* **Required actions**:
- 1) In the passage on Bradley and Port Said, list each unanswered matter Bradley raises about what happened there, worded as in the text.
- 2) Carry on the passage on Bradley and Port Said, beginning after its last sentence.

─── Provided text ───

Bradley, a cautious man by nature, had never waded beyond the shallow end in his public comments about Egyptian politics. Now, he was neck deep, and not backing down. Back in Qatar, I ask him about reports that he had been misquoted in labeling Port Said a “massacre.” In contrast to the default Bradley response to a question – a slight scowl, a wistful shake of the head, and what can feel like an eternal silence before sound at last emerges from his lips – his reply is instant: “No, I used the word. You know, there’s a certain responsibility that goes along with being the national team coach... I think that it’s important that you don’t have your head stuck in the sand, that you’re [not] missing…” Bradley gropes for words, “…some of the, some of the reasons behind not only Port Said but some of the reasons behind the moments of violence that have taken place since the revolution.”

There were too many unanswered questions, he suggests: Why didn’t the police intervene? How did spectators get weapons through security? Why were the gates locked? Why did the lights go out? “This is information that has been released and all these things certainly led me to feel very strongly that it’s pretty clear what had happened.” As I begin another question, he jumps in. “Actually, ‘pretty clear’ is not the right way to say it, ’cause it’s not clear,” he says, before finally settling on a formulation: “There were deeper questions about what took place.”

His alternatively assertive and halting responses underline the high-wire act he is engaged in: Keep your mouth shut and risk looking like the out-of-touch foreigner, cosseted away in a swanky Zamalek hotel, blind to the travails of the people whose aspirations you claim to represent. Come out too stridently and risk incurring the wrath of some very powerful forces.

─── Data extract ───

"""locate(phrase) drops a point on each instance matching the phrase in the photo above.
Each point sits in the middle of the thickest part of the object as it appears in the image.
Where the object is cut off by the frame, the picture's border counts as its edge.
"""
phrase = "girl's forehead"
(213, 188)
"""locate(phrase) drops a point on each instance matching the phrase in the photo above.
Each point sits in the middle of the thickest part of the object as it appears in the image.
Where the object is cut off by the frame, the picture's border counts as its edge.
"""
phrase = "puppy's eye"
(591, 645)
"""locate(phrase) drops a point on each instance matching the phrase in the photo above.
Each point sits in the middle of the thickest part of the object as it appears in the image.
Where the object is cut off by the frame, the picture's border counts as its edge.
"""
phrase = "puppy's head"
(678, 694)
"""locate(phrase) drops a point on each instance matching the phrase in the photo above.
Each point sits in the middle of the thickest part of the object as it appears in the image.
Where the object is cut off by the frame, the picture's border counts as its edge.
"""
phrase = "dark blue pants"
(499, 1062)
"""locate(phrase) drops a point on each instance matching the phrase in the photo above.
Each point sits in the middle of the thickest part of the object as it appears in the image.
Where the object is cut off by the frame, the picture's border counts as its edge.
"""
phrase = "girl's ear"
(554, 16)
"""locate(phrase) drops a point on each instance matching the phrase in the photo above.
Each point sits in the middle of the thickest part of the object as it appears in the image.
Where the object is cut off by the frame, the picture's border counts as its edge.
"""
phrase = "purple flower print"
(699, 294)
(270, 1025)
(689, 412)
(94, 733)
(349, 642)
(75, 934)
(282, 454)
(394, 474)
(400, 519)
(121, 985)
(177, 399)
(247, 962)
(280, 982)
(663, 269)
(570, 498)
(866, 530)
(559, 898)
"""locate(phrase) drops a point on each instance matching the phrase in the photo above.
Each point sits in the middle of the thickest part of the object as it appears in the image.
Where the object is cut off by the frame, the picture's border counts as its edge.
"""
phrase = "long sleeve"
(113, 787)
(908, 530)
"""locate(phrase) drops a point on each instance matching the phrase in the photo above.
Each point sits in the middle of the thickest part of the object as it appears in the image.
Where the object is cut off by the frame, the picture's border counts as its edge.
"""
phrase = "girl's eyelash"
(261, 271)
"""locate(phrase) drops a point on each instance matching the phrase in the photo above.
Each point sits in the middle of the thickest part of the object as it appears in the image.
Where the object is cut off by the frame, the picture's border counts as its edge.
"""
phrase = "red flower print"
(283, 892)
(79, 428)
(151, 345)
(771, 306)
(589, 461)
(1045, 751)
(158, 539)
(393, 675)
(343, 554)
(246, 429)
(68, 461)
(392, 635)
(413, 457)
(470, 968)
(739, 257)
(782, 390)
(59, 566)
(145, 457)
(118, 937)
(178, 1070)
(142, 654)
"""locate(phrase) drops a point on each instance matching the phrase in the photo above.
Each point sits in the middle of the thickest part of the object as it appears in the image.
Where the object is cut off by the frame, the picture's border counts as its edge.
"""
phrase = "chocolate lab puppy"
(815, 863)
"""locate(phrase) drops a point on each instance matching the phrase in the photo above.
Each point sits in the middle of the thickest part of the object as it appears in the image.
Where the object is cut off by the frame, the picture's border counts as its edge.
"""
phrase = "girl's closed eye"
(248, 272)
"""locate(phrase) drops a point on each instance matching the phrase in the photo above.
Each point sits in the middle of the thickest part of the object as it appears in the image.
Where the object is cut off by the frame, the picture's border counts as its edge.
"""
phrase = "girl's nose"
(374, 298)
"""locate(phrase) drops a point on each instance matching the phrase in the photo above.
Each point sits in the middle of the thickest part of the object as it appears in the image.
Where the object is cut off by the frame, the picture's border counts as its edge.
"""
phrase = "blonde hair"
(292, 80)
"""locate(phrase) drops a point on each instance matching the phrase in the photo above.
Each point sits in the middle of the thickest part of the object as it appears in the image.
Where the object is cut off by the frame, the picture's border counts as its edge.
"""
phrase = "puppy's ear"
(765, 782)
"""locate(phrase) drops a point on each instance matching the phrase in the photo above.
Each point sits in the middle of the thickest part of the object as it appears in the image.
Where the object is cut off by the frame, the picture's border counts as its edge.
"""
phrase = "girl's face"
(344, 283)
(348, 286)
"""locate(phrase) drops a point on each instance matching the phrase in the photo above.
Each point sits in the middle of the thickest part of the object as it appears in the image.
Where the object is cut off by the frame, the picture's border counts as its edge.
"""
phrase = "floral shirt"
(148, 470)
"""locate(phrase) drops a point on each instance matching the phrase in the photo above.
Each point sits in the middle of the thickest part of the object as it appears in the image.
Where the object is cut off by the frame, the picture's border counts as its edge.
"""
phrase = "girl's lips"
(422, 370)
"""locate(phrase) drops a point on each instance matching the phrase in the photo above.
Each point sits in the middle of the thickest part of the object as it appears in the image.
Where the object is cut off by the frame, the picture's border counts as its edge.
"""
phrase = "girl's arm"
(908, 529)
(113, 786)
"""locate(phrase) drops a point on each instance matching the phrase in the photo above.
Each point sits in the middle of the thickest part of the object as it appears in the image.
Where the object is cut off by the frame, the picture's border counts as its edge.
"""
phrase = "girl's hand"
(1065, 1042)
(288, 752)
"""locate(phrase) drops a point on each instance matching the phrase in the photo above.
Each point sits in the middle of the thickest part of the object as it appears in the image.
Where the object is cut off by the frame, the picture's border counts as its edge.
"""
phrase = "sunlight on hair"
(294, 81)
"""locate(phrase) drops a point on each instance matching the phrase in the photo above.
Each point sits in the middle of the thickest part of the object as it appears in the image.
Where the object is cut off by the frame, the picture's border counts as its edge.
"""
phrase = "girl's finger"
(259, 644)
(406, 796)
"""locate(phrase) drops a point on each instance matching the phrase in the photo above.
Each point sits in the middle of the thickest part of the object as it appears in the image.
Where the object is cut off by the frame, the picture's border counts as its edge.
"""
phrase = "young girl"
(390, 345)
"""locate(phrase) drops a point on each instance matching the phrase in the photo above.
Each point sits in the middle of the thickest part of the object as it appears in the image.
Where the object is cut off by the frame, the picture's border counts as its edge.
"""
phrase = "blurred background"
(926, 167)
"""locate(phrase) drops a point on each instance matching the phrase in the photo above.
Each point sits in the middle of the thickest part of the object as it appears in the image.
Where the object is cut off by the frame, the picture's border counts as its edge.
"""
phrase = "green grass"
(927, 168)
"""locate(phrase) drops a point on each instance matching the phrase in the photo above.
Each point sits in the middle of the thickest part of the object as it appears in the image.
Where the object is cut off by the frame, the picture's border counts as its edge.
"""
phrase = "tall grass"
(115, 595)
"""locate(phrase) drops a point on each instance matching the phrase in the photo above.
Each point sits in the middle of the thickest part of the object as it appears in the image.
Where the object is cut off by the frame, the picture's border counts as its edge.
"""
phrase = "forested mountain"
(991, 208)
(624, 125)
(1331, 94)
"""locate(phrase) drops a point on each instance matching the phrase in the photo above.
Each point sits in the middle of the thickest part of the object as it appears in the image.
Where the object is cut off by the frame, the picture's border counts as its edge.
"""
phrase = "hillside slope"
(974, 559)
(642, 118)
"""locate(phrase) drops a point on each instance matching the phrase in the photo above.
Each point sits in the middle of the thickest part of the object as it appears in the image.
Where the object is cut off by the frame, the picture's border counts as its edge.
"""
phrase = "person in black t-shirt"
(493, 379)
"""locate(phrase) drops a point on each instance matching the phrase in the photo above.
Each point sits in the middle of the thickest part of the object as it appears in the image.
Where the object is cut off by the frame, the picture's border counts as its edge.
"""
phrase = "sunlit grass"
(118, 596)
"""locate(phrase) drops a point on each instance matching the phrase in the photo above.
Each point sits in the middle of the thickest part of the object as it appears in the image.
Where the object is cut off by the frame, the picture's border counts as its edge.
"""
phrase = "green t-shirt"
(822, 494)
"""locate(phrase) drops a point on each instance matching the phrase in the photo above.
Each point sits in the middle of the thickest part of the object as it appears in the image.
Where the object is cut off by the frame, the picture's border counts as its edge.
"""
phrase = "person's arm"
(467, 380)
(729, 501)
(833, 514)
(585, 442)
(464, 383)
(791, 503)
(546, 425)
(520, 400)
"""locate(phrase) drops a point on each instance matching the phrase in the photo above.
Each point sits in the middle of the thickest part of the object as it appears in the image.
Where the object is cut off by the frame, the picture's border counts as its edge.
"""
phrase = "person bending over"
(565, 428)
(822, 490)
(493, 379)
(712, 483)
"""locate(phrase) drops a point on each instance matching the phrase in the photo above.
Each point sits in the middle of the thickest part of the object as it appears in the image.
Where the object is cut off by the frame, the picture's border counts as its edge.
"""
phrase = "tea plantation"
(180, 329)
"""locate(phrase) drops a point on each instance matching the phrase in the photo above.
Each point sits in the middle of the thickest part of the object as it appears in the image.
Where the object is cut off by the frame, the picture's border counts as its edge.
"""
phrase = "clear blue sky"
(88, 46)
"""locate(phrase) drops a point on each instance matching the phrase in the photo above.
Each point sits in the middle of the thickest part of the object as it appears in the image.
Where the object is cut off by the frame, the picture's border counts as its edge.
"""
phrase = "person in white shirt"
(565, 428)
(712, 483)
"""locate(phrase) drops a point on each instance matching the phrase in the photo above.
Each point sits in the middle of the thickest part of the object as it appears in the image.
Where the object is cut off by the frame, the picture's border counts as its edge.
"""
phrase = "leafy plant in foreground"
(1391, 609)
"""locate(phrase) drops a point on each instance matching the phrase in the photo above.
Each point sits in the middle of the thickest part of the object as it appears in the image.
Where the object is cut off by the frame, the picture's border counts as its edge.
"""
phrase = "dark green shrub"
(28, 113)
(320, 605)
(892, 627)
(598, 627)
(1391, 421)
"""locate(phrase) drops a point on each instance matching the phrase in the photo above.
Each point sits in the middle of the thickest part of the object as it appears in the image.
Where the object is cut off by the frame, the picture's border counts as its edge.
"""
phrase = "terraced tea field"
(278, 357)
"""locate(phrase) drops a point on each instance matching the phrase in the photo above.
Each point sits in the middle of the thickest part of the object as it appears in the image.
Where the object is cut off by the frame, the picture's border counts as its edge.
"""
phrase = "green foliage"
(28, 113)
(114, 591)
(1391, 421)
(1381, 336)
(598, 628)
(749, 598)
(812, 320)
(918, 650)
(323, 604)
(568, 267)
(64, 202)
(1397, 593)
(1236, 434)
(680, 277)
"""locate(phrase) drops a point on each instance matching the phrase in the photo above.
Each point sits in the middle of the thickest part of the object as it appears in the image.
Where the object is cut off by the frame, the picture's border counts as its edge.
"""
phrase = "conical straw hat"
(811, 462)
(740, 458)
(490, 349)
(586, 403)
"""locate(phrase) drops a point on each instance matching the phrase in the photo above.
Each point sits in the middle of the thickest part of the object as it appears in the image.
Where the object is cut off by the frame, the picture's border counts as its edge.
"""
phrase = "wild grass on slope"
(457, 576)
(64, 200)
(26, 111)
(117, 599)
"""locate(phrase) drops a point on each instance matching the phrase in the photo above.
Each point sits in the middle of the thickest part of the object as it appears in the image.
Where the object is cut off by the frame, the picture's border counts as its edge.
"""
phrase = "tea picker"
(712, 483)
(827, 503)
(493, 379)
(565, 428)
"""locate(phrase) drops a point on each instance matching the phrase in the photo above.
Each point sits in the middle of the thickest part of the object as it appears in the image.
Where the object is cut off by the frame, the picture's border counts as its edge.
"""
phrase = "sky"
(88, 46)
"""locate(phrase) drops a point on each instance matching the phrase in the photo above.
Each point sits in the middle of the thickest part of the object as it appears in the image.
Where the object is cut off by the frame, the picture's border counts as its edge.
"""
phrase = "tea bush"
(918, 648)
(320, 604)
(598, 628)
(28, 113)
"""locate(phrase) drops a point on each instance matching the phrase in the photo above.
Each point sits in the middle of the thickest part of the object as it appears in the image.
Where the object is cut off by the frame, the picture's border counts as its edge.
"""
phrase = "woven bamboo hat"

───

* **Answers by item number**:
- 1)
Why didn’t the police intervene?
How did spectators get weapons through security?
Why were the gates locked?
Why did the lights go out?

- 2)
The overwhelmingly positive response to his handling of the tragedy (which included a large undisclosed donation to the families of the victims) revealed a deep reservoir of public support. By this time, Egyptians had been sliced and diced along innumerable political and religious and cultural fault lines, so not everyone shared Bradley’s view of what had taken place in Port Said. But his obvious compassion and the way he embraced his adopted country at a painful hour earned plaudits, rather than censure.

An article in Al Ahram, Egypt’s flagship state-owned newspaper and occasional mouthpiece of xenophobic hysteria (one day that same month, it led with the headline: “American funding aims at spreading chaos in Egypt”) captured the prevailing mood: “Despite his nationality, which always invokes reservation in Egyptians, Bradley has quickly entered the hearts of the Egyptians due to the actions he takes that make him seem as if he were a native son of this country.”

"BRADLEY IS LIKE AN EGYPTIAN." It was already a common refrain before Port Said, but afterwards it grew into a cultural meme. Bradley’s glaringly un-Egyptian physical features – long, narrow head, blue eyes, pale white skin – aside, Egyptians had grown to feel he was one of them. You could hear the trope from street vendors, from Ultras, and from prominent figures in Egyptian football.

Prior to Bradley, the suggestion of an American coaching the Egyptian national team would have been absurd. Bradley, however, had left a lasting impression at a 2009 Confederations Cup in South Africa, where his U.S. team smoked Egypt 3-0. Zaher remembered that match as he considered candidates last summer. “I saw that this guy – he can do something in Egypt,” he says. “He can make something with the Egyptian team.”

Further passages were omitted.